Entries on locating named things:

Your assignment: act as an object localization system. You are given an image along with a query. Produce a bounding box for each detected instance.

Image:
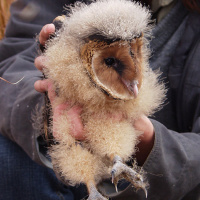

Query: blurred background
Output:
[0,0,14,40]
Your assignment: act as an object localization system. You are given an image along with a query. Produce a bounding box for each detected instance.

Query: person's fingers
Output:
[67,106,85,140]
[47,79,56,104]
[39,24,55,45]
[34,56,46,71]
[53,103,70,138]
[34,79,49,93]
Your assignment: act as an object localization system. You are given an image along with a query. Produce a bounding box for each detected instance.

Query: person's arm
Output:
[0,0,64,166]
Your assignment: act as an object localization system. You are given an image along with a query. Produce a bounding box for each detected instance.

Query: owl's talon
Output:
[87,184,108,200]
[111,156,147,198]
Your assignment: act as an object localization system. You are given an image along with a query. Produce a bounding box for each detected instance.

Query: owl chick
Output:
[41,0,165,200]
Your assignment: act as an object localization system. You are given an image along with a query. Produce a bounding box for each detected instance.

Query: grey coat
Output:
[0,0,200,200]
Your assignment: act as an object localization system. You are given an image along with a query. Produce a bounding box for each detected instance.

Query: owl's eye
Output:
[104,57,116,66]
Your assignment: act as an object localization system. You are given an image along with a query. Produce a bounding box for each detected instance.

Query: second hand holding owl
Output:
[34,24,155,165]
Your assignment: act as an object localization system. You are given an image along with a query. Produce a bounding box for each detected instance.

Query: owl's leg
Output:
[111,156,147,198]
[87,182,107,200]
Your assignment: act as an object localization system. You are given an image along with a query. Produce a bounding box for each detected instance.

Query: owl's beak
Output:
[122,79,138,98]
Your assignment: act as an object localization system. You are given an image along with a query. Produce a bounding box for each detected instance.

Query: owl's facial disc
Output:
[104,57,138,98]
[122,79,139,98]
[92,46,141,100]
[81,39,142,100]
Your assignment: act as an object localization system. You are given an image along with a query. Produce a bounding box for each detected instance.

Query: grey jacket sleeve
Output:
[0,0,64,163]
[102,120,200,200]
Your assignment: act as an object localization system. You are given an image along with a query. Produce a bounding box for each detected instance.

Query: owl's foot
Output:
[111,156,147,198]
[87,184,108,200]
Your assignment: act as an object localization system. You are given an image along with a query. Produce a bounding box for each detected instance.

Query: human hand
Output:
[134,116,155,166]
[34,24,84,140]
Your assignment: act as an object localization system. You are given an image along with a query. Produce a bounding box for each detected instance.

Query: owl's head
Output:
[49,0,151,100]
[81,35,143,100]
[62,0,150,100]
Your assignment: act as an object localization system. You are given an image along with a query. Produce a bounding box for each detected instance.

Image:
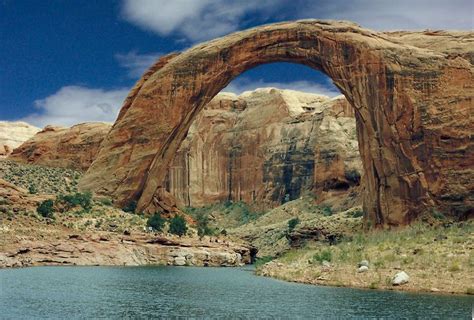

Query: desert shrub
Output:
[431,210,446,220]
[99,198,112,206]
[58,192,92,211]
[28,184,38,194]
[313,249,332,263]
[169,215,188,236]
[196,212,212,237]
[146,213,166,231]
[122,200,137,213]
[288,217,300,232]
[36,199,54,218]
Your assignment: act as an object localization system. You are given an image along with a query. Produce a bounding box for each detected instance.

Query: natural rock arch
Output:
[80,20,474,225]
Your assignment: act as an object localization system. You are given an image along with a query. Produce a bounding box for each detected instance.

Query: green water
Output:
[0,267,474,319]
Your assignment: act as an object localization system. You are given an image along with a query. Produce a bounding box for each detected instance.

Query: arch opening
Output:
[164,63,363,211]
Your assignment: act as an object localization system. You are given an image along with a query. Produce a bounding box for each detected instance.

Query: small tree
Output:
[146,213,166,231]
[288,217,300,232]
[170,215,188,236]
[36,199,54,218]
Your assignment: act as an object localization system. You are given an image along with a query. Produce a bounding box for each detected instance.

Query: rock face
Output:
[166,88,362,207]
[0,121,41,157]
[0,233,254,268]
[9,122,111,170]
[80,20,474,226]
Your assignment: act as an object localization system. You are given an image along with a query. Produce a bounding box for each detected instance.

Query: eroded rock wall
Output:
[0,121,41,157]
[166,88,362,208]
[9,122,111,171]
[76,20,474,226]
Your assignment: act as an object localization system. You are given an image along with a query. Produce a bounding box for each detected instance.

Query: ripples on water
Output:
[0,267,474,319]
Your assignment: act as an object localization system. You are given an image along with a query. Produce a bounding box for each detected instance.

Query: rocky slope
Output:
[9,88,362,211]
[9,122,111,170]
[166,88,362,209]
[0,160,255,268]
[80,20,474,227]
[0,121,41,157]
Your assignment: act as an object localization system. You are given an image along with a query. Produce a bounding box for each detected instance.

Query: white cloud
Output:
[222,78,341,97]
[122,0,474,41]
[115,51,162,79]
[293,0,474,30]
[21,86,129,127]
[122,0,282,41]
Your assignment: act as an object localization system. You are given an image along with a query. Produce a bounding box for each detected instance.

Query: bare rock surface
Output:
[0,121,41,157]
[166,88,362,207]
[80,20,474,226]
[9,122,111,170]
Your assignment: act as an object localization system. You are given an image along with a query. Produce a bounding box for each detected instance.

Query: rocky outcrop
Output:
[0,230,254,268]
[80,20,474,226]
[0,121,41,157]
[9,122,111,170]
[166,88,362,207]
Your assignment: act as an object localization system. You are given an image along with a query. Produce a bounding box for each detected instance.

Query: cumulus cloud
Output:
[115,51,162,79]
[122,0,474,41]
[21,86,129,127]
[222,77,341,97]
[122,0,282,41]
[295,0,474,30]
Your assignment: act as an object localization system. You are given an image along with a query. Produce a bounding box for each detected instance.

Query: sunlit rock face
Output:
[9,122,111,171]
[80,20,474,226]
[0,121,41,157]
[166,88,362,208]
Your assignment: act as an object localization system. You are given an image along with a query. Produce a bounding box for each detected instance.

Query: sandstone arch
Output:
[80,20,474,225]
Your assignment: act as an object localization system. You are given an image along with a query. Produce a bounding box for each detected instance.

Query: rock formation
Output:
[0,121,41,157]
[9,122,111,170]
[166,88,362,207]
[74,20,474,226]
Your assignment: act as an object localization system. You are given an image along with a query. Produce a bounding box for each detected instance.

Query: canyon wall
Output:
[8,122,111,171]
[165,88,362,208]
[0,121,41,157]
[80,20,474,226]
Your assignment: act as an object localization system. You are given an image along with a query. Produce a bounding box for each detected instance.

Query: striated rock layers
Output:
[9,122,111,170]
[166,88,362,207]
[80,20,474,226]
[0,121,41,157]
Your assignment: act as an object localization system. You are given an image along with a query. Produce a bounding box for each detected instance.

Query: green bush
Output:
[36,200,54,218]
[322,206,333,217]
[352,209,364,218]
[28,184,38,194]
[313,249,332,263]
[146,213,166,231]
[58,192,92,211]
[169,215,188,236]
[288,217,300,232]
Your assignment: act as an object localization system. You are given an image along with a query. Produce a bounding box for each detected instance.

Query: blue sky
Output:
[0,0,474,126]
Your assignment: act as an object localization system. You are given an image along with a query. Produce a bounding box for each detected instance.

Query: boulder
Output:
[357,266,369,273]
[392,271,410,286]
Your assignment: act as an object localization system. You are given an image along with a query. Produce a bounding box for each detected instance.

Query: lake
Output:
[0,267,474,319]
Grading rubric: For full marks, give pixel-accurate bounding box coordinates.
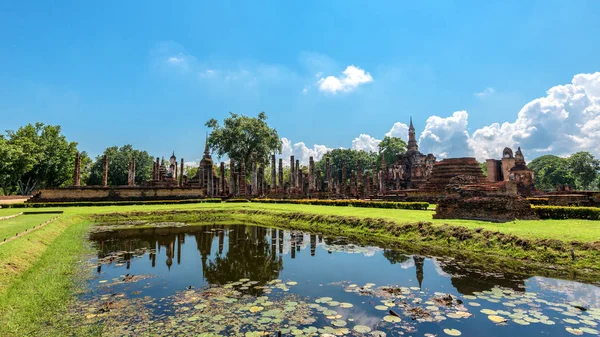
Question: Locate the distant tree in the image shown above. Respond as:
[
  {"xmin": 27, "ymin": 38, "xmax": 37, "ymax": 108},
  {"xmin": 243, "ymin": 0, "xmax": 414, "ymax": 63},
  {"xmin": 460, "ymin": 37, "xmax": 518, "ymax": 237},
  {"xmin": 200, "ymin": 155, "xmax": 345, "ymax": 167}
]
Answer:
[
  {"xmin": 377, "ymin": 136, "xmax": 406, "ymax": 167},
  {"xmin": 0, "ymin": 123, "xmax": 77, "ymax": 195},
  {"xmin": 567, "ymin": 152, "xmax": 600, "ymax": 190},
  {"xmin": 315, "ymin": 149, "xmax": 377, "ymax": 179},
  {"xmin": 206, "ymin": 112, "xmax": 281, "ymax": 167},
  {"xmin": 87, "ymin": 144, "xmax": 154, "ymax": 186},
  {"xmin": 528, "ymin": 155, "xmax": 575, "ymax": 190}
]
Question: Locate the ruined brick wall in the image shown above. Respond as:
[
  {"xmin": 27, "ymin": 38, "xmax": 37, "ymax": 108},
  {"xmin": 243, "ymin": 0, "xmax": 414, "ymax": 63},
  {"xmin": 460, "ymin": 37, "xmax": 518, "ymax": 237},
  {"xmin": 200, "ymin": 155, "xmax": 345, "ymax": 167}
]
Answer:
[{"xmin": 31, "ymin": 186, "xmax": 204, "ymax": 202}]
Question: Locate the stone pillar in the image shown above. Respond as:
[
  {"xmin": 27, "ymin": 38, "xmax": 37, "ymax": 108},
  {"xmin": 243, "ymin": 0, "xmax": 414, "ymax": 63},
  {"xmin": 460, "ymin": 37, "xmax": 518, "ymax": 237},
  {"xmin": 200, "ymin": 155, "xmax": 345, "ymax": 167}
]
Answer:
[
  {"xmin": 73, "ymin": 152, "xmax": 81, "ymax": 186},
  {"xmin": 229, "ymin": 159, "xmax": 237, "ymax": 195},
  {"xmin": 325, "ymin": 157, "xmax": 333, "ymax": 193},
  {"xmin": 308, "ymin": 157, "xmax": 315, "ymax": 194},
  {"xmin": 219, "ymin": 162, "xmax": 225, "ymax": 195},
  {"xmin": 340, "ymin": 161, "xmax": 348, "ymax": 198},
  {"xmin": 156, "ymin": 157, "xmax": 162, "ymax": 180},
  {"xmin": 371, "ymin": 163, "xmax": 377, "ymax": 195},
  {"xmin": 102, "ymin": 154, "xmax": 108, "ymax": 187},
  {"xmin": 296, "ymin": 159, "xmax": 304, "ymax": 193},
  {"xmin": 379, "ymin": 153, "xmax": 387, "ymax": 195},
  {"xmin": 179, "ymin": 158, "xmax": 185, "ymax": 187},
  {"xmin": 239, "ymin": 160, "xmax": 246, "ymax": 197},
  {"xmin": 271, "ymin": 154, "xmax": 277, "ymax": 194},
  {"xmin": 356, "ymin": 161, "xmax": 364, "ymax": 198},
  {"xmin": 127, "ymin": 158, "xmax": 135, "ymax": 186},
  {"xmin": 250, "ymin": 155, "xmax": 258, "ymax": 196},
  {"xmin": 279, "ymin": 158, "xmax": 285, "ymax": 195},
  {"xmin": 290, "ymin": 156, "xmax": 296, "ymax": 194}
]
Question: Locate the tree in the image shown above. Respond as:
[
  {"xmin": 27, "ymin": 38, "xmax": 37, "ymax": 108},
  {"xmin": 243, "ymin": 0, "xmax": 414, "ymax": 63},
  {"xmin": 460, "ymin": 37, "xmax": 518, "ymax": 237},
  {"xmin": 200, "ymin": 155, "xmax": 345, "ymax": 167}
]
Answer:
[
  {"xmin": 87, "ymin": 144, "xmax": 154, "ymax": 186},
  {"xmin": 0, "ymin": 123, "xmax": 77, "ymax": 195},
  {"xmin": 377, "ymin": 136, "xmax": 406, "ymax": 166},
  {"xmin": 528, "ymin": 155, "xmax": 575, "ymax": 190},
  {"xmin": 315, "ymin": 149, "xmax": 377, "ymax": 180},
  {"xmin": 567, "ymin": 151, "xmax": 600, "ymax": 190},
  {"xmin": 206, "ymin": 112, "xmax": 281, "ymax": 168}
]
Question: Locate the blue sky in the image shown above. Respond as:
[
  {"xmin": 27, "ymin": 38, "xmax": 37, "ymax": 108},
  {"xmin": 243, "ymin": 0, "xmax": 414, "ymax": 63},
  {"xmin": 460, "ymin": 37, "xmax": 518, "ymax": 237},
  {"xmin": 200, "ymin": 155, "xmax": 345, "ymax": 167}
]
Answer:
[{"xmin": 0, "ymin": 0, "xmax": 600, "ymax": 160}]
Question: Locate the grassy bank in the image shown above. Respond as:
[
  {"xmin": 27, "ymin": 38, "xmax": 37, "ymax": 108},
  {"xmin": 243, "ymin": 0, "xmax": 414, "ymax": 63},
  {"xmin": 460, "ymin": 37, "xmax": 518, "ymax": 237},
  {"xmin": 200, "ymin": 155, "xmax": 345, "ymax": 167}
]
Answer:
[{"xmin": 0, "ymin": 203, "xmax": 600, "ymax": 336}]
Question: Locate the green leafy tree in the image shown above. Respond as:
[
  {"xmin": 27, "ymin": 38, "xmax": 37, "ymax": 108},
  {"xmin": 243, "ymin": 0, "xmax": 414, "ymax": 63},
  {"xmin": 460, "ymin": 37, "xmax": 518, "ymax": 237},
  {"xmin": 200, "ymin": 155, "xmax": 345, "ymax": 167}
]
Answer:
[
  {"xmin": 377, "ymin": 136, "xmax": 406, "ymax": 167},
  {"xmin": 528, "ymin": 155, "xmax": 575, "ymax": 190},
  {"xmin": 0, "ymin": 123, "xmax": 77, "ymax": 194},
  {"xmin": 87, "ymin": 144, "xmax": 154, "ymax": 186},
  {"xmin": 567, "ymin": 151, "xmax": 600, "ymax": 190},
  {"xmin": 315, "ymin": 149, "xmax": 377, "ymax": 180},
  {"xmin": 206, "ymin": 112, "xmax": 281, "ymax": 167}
]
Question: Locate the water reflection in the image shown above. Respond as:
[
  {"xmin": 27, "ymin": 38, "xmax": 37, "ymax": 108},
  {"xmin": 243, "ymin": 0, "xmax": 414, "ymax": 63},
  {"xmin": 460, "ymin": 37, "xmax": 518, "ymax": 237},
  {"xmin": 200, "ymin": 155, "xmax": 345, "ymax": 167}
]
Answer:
[{"xmin": 92, "ymin": 225, "xmax": 527, "ymax": 294}]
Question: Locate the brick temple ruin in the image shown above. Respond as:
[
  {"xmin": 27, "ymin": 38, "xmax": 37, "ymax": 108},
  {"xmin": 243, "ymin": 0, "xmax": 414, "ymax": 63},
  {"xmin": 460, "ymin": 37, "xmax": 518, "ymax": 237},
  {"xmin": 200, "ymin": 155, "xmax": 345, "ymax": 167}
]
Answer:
[{"xmin": 28, "ymin": 118, "xmax": 600, "ymax": 213}]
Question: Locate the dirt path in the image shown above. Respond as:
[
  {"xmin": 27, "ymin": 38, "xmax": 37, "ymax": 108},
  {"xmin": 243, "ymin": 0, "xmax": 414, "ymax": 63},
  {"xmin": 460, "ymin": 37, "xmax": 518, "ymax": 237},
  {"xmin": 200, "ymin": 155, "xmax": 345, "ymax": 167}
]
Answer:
[
  {"xmin": 0, "ymin": 215, "xmax": 60, "ymax": 246},
  {"xmin": 0, "ymin": 212, "xmax": 23, "ymax": 221}
]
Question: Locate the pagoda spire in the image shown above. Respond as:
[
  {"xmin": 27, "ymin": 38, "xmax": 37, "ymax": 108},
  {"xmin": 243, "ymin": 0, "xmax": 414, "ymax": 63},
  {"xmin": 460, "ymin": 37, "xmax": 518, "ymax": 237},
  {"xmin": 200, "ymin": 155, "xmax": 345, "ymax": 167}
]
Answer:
[
  {"xmin": 204, "ymin": 131, "xmax": 210, "ymax": 156},
  {"xmin": 408, "ymin": 116, "xmax": 419, "ymax": 151}
]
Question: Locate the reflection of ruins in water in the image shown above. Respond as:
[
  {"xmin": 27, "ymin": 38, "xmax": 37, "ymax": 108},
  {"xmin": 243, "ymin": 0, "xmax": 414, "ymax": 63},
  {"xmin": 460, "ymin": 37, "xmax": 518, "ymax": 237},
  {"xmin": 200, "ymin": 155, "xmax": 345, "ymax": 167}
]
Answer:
[{"xmin": 92, "ymin": 225, "xmax": 528, "ymax": 294}]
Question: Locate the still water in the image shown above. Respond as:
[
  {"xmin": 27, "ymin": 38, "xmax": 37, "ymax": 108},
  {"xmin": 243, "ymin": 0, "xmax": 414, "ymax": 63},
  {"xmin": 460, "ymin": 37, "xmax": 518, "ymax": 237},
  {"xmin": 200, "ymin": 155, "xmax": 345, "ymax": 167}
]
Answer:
[{"xmin": 82, "ymin": 225, "xmax": 600, "ymax": 337}]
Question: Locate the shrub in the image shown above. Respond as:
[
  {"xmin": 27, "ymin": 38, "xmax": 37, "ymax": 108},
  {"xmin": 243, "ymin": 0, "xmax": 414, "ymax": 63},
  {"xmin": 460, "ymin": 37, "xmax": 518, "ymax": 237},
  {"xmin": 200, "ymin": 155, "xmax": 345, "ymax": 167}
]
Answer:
[
  {"xmin": 252, "ymin": 199, "xmax": 429, "ymax": 210},
  {"xmin": 532, "ymin": 206, "xmax": 600, "ymax": 220}
]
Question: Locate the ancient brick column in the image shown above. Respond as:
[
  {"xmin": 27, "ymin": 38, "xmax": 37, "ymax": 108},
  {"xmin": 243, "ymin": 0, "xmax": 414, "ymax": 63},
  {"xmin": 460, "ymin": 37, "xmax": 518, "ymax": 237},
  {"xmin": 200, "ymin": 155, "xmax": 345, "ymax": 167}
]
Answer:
[
  {"xmin": 290, "ymin": 156, "xmax": 296, "ymax": 190},
  {"xmin": 219, "ymin": 162, "xmax": 225, "ymax": 195},
  {"xmin": 256, "ymin": 165, "xmax": 265, "ymax": 196},
  {"xmin": 271, "ymin": 154, "xmax": 277, "ymax": 194},
  {"xmin": 179, "ymin": 158, "xmax": 185, "ymax": 186},
  {"xmin": 379, "ymin": 153, "xmax": 387, "ymax": 195},
  {"xmin": 229, "ymin": 159, "xmax": 238, "ymax": 195},
  {"xmin": 356, "ymin": 161, "xmax": 364, "ymax": 198},
  {"xmin": 73, "ymin": 152, "xmax": 81, "ymax": 186},
  {"xmin": 279, "ymin": 158, "xmax": 285, "ymax": 194},
  {"xmin": 308, "ymin": 157, "xmax": 315, "ymax": 193},
  {"xmin": 296, "ymin": 159, "xmax": 302, "ymax": 191},
  {"xmin": 325, "ymin": 157, "xmax": 333, "ymax": 193},
  {"xmin": 127, "ymin": 158, "xmax": 135, "ymax": 186},
  {"xmin": 340, "ymin": 161, "xmax": 348, "ymax": 198},
  {"xmin": 156, "ymin": 157, "xmax": 162, "ymax": 180},
  {"xmin": 239, "ymin": 160, "xmax": 246, "ymax": 197},
  {"xmin": 102, "ymin": 154, "xmax": 108, "ymax": 187},
  {"xmin": 371, "ymin": 163, "xmax": 377, "ymax": 195}
]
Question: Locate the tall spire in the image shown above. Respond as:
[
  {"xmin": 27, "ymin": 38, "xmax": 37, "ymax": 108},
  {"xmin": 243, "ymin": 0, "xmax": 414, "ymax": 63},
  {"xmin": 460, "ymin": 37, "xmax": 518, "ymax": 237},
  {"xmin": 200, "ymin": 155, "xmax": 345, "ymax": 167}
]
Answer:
[
  {"xmin": 204, "ymin": 131, "xmax": 210, "ymax": 156},
  {"xmin": 408, "ymin": 116, "xmax": 419, "ymax": 151}
]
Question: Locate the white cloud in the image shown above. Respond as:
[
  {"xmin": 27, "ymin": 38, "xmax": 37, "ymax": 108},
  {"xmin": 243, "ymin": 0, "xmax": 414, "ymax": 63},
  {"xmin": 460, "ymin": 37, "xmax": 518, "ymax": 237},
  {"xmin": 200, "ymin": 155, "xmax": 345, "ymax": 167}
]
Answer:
[
  {"xmin": 352, "ymin": 133, "xmax": 381, "ymax": 152},
  {"xmin": 475, "ymin": 88, "xmax": 496, "ymax": 98},
  {"xmin": 278, "ymin": 137, "xmax": 331, "ymax": 166},
  {"xmin": 469, "ymin": 72, "xmax": 600, "ymax": 159},
  {"xmin": 385, "ymin": 122, "xmax": 408, "ymax": 141},
  {"xmin": 317, "ymin": 65, "xmax": 373, "ymax": 94},
  {"xmin": 419, "ymin": 111, "xmax": 470, "ymax": 158}
]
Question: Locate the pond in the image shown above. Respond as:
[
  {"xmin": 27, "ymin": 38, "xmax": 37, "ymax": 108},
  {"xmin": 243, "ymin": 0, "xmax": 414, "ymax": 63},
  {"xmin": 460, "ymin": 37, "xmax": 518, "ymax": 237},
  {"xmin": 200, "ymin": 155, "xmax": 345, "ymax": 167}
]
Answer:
[{"xmin": 79, "ymin": 225, "xmax": 600, "ymax": 337}]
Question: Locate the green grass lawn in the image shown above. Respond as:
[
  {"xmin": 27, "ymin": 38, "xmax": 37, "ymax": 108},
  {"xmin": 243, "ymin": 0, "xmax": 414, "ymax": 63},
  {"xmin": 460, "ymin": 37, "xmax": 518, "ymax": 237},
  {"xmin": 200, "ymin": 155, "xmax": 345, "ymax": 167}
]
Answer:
[
  {"xmin": 0, "ymin": 203, "xmax": 600, "ymax": 336},
  {"xmin": 0, "ymin": 208, "xmax": 23, "ymax": 218},
  {"xmin": 0, "ymin": 214, "xmax": 57, "ymax": 241}
]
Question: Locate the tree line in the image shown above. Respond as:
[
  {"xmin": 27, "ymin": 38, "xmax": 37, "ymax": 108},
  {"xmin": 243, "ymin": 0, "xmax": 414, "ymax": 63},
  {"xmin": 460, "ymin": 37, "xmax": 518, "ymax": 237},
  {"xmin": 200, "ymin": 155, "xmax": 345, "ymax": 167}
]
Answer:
[{"xmin": 0, "ymin": 112, "xmax": 600, "ymax": 195}]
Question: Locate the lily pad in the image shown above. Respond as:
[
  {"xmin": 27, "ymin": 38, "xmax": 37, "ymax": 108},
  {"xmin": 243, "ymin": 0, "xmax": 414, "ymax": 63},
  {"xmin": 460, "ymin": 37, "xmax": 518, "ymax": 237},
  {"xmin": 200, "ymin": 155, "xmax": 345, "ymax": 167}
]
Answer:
[
  {"xmin": 383, "ymin": 315, "xmax": 402, "ymax": 323},
  {"xmin": 353, "ymin": 325, "xmax": 371, "ymax": 333},
  {"xmin": 444, "ymin": 329, "xmax": 462, "ymax": 336}
]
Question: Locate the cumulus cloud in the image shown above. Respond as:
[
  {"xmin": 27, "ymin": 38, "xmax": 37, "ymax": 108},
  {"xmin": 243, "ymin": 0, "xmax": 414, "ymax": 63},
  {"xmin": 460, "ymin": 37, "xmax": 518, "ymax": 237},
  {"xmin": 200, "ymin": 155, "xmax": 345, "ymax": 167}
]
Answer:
[
  {"xmin": 385, "ymin": 122, "xmax": 408, "ymax": 141},
  {"xmin": 469, "ymin": 72, "xmax": 600, "ymax": 159},
  {"xmin": 279, "ymin": 137, "xmax": 331, "ymax": 165},
  {"xmin": 419, "ymin": 111, "xmax": 471, "ymax": 158},
  {"xmin": 317, "ymin": 65, "xmax": 373, "ymax": 94},
  {"xmin": 352, "ymin": 133, "xmax": 381, "ymax": 152},
  {"xmin": 475, "ymin": 88, "xmax": 496, "ymax": 98}
]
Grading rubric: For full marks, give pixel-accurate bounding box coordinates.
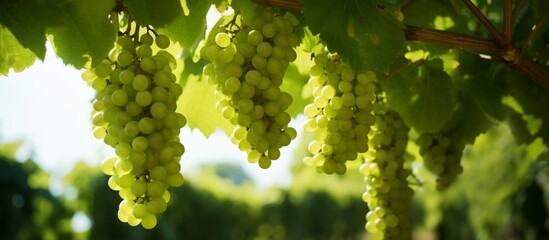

● Written request
Please extract every line of the listing above that contains the word "wall", copying each one in full.

● Answer to the problem
Query: eroded rock wall
Query: canyon wall
Question: Locate the ruined brick wall in the image shown above. Respond as:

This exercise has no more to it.